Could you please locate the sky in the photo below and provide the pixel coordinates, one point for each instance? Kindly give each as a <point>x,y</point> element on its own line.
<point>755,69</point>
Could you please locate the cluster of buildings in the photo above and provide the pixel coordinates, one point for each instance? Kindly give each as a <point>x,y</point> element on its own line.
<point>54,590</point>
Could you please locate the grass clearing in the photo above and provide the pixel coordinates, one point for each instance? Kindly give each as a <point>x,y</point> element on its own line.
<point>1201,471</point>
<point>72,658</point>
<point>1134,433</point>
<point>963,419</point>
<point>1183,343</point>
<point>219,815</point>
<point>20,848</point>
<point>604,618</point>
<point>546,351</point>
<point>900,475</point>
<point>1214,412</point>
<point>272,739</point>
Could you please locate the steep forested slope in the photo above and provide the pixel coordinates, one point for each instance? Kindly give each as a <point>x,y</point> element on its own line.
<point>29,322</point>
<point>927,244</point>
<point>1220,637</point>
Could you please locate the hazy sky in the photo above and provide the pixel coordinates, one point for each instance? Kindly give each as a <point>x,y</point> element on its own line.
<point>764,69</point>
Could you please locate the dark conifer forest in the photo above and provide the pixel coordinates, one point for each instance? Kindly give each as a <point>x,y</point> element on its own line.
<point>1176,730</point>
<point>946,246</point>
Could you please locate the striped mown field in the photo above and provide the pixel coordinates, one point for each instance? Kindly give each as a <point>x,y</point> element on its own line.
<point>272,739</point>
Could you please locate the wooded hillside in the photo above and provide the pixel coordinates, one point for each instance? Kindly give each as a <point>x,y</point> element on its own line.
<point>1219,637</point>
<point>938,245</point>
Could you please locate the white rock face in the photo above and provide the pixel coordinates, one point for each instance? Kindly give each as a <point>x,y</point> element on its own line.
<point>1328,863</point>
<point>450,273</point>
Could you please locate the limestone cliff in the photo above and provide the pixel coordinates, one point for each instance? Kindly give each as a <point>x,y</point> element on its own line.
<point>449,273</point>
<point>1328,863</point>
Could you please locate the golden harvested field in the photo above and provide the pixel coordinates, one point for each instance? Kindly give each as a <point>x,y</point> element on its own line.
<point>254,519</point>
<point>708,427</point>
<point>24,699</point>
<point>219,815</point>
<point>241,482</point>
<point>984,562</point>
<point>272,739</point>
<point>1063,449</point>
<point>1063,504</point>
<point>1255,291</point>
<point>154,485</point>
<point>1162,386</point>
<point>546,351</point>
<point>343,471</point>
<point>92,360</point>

» **Written instruction**:
Extract all of the entries above and copy each line word for word, with no changes.

» **The completed task**:
Could you please locate the sky in the photo below and provide the pixel coordinates, one point for each instance? Kindly give each as a <point>x,y</point> element on its own line.
<point>755,69</point>
Could you please locate the cluster of buildings in the photo above and provide the pixel coordinates, one point for each instance? Kindly give each as a <point>x,y</point> element on its own line.
<point>54,590</point>
Could you please locate the grass clearing in the photo above and provide the pixel coordinates, one point for each instance? Kindly give each as a <point>x,y</point> element on its own line.
<point>1201,471</point>
<point>72,658</point>
<point>1134,433</point>
<point>963,419</point>
<point>1183,343</point>
<point>219,815</point>
<point>20,848</point>
<point>604,618</point>
<point>546,351</point>
<point>900,475</point>
<point>1214,412</point>
<point>272,739</point>
Could you please locate the steep forested slope in the photo above and provide the pixel coordinates, one point for each instance? Kindly give each as a <point>x,y</point> element on its own line.
<point>29,322</point>
<point>927,244</point>
<point>1220,637</point>
Could you please locate the hazy sky in the photo above and provide the pixel coordinates, one point for each instance? Kindly give each as a <point>x,y</point> element on its own line.
<point>764,69</point>
Could you please locate the dark conifer forest in the photo above and provide the pixel coordinates, one point for each instance? Kindly give each as a <point>x,y</point> element on its own line.
<point>1176,730</point>
<point>946,246</point>
Could you please locate the striped mown field in the photo above and provide the pixel coordinates, one point for each instance? Kindly give each as a <point>x,y</point> element on its own line.
<point>272,739</point>
Could you please locate the wooded hillside in the photo above and provide the pixel coordinates, one point for each instance? Kindly give each as a <point>x,y</point> element on its own line.
<point>1219,637</point>
<point>938,245</point>
Could you please locate the white rock face in the photo above and provide the pixel coordinates, one point for each instance? Kindly give each as a <point>x,y</point> element on its own line.
<point>1328,863</point>
<point>450,273</point>
Could you please locate the limestone cliff in the photo above and provide the pixel coordinates, one point for each instance? Kindly give each as a <point>x,y</point> element on its own line.
<point>449,273</point>
<point>1328,863</point>
Could you please locate the golden harvested field in the photo above and provide the pixel coordinates, one point for each instance? Kindly give each as a <point>x,y</point> element on its own line.
<point>254,519</point>
<point>708,427</point>
<point>24,699</point>
<point>219,815</point>
<point>241,482</point>
<point>984,562</point>
<point>272,739</point>
<point>1063,449</point>
<point>1063,504</point>
<point>1255,291</point>
<point>154,485</point>
<point>1162,386</point>
<point>546,351</point>
<point>343,471</point>
<point>92,360</point>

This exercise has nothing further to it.